- **STATED EXERCISE 1**: In the records, starting at the line containing "Guideline: mark the grass" and running through their last line, replace "grass" with "turf". Give back only those lines, with everything else unchanged.
- **STATED EXERCISE 2**: Continue the passage on Harvey's professional career from its final sentence.

Professional career 
In 2015, she began a career in modeling, signing modeling contracts with LA Model Management agency in the United States, and Select Model Management in Europe. Harvey has walked the runway for Dolce & Gabbana's 2017 Spring/Summer collection; and has appeared in campaigns for Dolce & Gabbana, Michael Kors, Valentino, Pat McGrath's Beauty Lab, and Burberry. In 2019, Harvey made a cameo in the music video for "Motivation" by singer Normani. She has also been featured on the covers of Instagram's The Zine and Wonderland.

In 2021, she launched the skincare brand SKN by LH. That same year, she collaborated on a clothing collection with the company Naked Wardrobe. In May 2022, Harvey posted a video on TikTok explaining her weight loss, which included a daily 1200-Calorie diet leading up to the Met Gala. The video faced criticism from health experts who warned of the potential dangers that participating in the diet could cause someone. In June 2022, Kim Kardashian faced backlash after she announced the launch of a skincare line named SKKN by Kim, which some Twitter users felt was too similar to Harvey's company name. The following month, it was announced that Harvey signed a modeling contract with IMG Models and William Morris Endeavor (WME).

In 2023, Harvey co-starred in singer Usher's music video for single "Glu".

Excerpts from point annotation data

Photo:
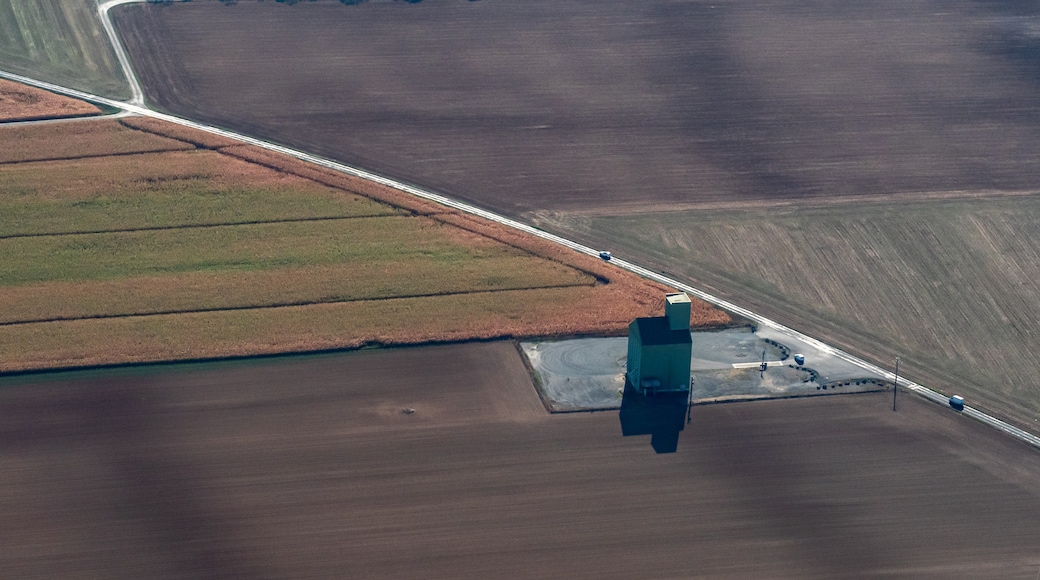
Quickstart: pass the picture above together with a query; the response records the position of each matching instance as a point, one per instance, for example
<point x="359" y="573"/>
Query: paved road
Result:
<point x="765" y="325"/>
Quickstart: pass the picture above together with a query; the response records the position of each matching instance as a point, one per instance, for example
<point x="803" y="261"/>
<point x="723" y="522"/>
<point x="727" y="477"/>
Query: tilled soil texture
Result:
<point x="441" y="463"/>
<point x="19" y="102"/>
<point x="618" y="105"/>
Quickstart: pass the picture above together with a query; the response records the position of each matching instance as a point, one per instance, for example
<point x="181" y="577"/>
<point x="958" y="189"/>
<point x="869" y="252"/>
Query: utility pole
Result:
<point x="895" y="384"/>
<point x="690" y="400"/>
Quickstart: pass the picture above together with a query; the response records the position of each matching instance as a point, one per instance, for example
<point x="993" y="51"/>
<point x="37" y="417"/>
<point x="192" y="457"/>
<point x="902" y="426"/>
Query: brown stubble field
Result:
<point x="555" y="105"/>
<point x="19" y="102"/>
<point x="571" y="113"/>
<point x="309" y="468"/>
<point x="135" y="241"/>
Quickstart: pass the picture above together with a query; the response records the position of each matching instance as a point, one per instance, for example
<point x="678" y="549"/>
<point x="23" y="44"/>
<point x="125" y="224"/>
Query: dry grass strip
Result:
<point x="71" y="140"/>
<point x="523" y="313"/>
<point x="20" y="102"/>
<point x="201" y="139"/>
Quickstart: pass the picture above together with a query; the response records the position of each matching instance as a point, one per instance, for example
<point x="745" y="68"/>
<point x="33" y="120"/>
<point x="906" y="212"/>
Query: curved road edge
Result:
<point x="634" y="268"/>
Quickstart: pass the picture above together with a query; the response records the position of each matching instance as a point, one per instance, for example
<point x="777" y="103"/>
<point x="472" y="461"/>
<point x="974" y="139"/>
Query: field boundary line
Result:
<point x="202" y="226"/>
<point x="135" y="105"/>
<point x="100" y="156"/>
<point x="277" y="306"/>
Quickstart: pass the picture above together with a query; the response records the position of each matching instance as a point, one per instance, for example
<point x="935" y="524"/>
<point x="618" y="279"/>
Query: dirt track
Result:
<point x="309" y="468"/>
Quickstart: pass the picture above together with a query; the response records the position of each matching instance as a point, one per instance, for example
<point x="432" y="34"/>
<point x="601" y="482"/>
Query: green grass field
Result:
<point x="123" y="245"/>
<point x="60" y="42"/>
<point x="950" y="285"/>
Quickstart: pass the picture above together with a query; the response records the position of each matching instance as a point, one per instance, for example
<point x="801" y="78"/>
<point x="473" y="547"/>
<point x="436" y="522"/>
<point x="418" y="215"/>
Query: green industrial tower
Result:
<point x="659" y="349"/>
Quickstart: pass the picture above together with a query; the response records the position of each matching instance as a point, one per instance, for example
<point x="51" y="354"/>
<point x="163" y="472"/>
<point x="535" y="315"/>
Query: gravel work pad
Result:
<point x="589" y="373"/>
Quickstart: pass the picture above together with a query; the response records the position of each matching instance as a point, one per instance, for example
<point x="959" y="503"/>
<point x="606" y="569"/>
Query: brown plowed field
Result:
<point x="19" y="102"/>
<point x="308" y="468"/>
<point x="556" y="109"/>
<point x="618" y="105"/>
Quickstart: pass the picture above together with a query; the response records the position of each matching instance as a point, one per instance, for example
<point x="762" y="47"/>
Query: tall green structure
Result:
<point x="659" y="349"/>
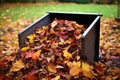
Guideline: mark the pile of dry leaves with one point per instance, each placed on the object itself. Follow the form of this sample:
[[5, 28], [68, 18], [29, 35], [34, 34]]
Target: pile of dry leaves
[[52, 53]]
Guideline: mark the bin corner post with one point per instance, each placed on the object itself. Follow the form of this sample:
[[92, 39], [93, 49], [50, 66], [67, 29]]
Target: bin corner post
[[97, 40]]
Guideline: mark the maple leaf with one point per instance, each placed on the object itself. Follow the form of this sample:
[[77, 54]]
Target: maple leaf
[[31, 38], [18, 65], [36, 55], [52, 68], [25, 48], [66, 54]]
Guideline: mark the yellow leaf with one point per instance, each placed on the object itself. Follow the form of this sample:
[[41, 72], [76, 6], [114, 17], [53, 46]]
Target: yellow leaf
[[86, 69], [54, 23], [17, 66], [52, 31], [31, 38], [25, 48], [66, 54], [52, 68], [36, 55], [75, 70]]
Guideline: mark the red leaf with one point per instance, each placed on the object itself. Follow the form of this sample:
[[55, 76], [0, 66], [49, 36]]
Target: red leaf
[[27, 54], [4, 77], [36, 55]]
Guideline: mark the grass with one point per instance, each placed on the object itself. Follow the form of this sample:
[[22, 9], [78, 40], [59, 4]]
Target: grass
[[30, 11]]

- **RESPONSE 1**:
Guideline: mark the turf with one point per instance, each placed on the object itself. Follow the form of this sample:
[[22, 9], [78, 40], [59, 4]]
Target: turf
[[30, 11]]

- **RESPONSE 2**:
Personal life 

She has close friendships with Jordyn Woods, Normani, Winnie Harlow, and Ryan Destiny, according to Essence.

Relationships 
In January 2016, she began dating Dutch football player Memphis Depay. They were engaged in June 2017 and separated by 2018.

Following the end of her engagement to Depay, Harvey was briefly linked to British racing driver Lewis Hamilton and R&B singer Trey Songz. She was also linked with the rapper Future; the pair confirmed their relationship in January 2020, and broke up in August of that year. Future later took aim at Harvey on his featured verse on the song "Maybach" by 42 Dugg, with the lyrics "Magic City, I'm the owner. Tell Steve Harvey, I don't want her".

In November 2020, Harvey began dating actor Michael B. Jordan. In December 2021, Jordan declared in an interview with The Hollywood Reporter, that he "finally found what love was" with Harvey. In June 2022, it was reported that the couple had ended their relationship. 

In January 2023, Harvey confirmed that she is dating actor Damson Idris.

Legal issues 
In October 2019, Harvey was arrested for fleeing the scene of a collision, according to the Beverly Hills Police Department. In January 2020, a spokesperson from the Los Angeles County District Attorney's office confirmed to People, that she was charged with two misdemeanors, including one count of resisting, obstructing a peace officer and one count of hit and run resulting in property damage. In December 2020, it was reported by TMZ, that she had accepted a plea deal, and was sentenced to 2 years of probation.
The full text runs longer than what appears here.